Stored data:
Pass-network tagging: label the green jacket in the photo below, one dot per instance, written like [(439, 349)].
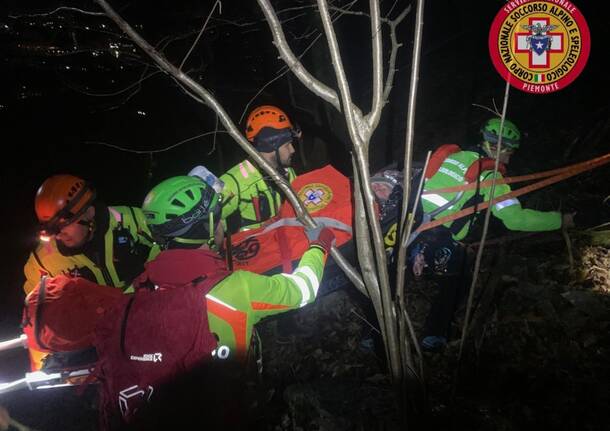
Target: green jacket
[(243, 298), (114, 257), (247, 199), (451, 173)]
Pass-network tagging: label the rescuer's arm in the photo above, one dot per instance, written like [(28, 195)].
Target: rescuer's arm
[(517, 218), (230, 196)]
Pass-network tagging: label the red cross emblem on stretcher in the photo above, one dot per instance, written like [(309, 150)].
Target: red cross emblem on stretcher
[(313, 197)]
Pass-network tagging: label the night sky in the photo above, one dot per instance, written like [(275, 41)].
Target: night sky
[(52, 112)]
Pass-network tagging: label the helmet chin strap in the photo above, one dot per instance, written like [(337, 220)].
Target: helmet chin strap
[(278, 161), (90, 226)]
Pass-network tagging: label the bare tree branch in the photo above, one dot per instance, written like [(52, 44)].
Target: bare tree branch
[(377, 104), (216, 3), (318, 88), (60, 9), (360, 134), (205, 96), (389, 82)]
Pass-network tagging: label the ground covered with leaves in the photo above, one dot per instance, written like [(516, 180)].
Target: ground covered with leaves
[(538, 353)]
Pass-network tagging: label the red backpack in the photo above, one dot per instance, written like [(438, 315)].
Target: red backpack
[(156, 335), (59, 317)]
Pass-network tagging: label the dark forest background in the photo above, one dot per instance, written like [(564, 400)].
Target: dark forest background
[(61, 100)]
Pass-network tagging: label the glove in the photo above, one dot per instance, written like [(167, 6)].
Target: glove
[(321, 236)]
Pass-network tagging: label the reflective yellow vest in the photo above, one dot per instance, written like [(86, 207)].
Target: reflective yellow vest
[(247, 199), (119, 257)]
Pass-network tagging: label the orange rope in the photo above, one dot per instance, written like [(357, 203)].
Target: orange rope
[(593, 163), (555, 175)]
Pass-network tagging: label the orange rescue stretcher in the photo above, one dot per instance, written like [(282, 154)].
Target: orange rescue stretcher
[(274, 247)]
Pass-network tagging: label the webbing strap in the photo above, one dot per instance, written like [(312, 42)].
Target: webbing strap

Task prompt
Copy the material above word for word, omitting the picture.

Final result
Pass-network tagging: label the green jacket in the photo below, one dot per instance, written like [(439, 349)].
Target: green jacket
[(243, 298), (114, 257), (247, 199), (451, 173)]
Pass-network tagging: label the rescuer's arm in the photo above, one dot per instance, written like [(28, 195)].
Target: rescuer's arm
[(517, 218), (230, 196)]
Pass-network tagging: label the red cross emblem on stretcher in the photo above, one dot per instance, written like [(309, 150)].
Target: red cross emblem on stretcher
[(313, 197)]
Pass-network tagging: label the night sky in the photo above, one dot per instance, written like [(275, 41)].
Target: night sky
[(52, 112)]
Pass-network tagging: label the helmet chin strap in the photo above, one dot per instance, written like [(337, 220)].
Target: helmet chin strap
[(278, 161), (90, 226)]
Pass-network tagging: label the bare tree branch in the photo above, one dot per instance, written like [(52, 44)].
Target: bare tree branch
[(377, 104), (216, 3), (318, 88), (60, 9), (360, 134), (205, 96), (389, 82)]
Pass-network tagging: label the ground covered with leaves in the photo above, one dot per instance, written like [(516, 180)].
Target: ground covered with leaves
[(538, 353)]
Pass-network tagging: label the red backpack in the photo above, one dot per instance, written like [(438, 315)].
Target: red backpack
[(156, 335), (59, 317)]
Pass-network tagging: label the dark forest background in the photo above, one dot per instance, written like [(564, 400)].
Target: dark forest background
[(61, 100)]
Pass-network tagging: label the glove in the photo above, one dot per instance, written like [(167, 6)].
Target: glove
[(321, 236)]
Pass-network tagging: label the reflective yellow vest in the photo above, one dot per instance, written like [(86, 207)].
Target: reflective yellow vest
[(247, 199), (119, 257)]
Pass-network tagging: label the orange rope in the photo above, one dot per instance, written like [(357, 203)].
Target: orange rope
[(593, 163), (555, 175)]
Pass-network tagging: label the orange rescue stretcher in the photo above, one dot per instance, written like [(282, 154)].
Target: orange rescue stretcher
[(274, 247)]
Pass-network tagging: label the webbing strap in the photo above, one dot per instance, written like [(312, 42)].
Target: webbing strap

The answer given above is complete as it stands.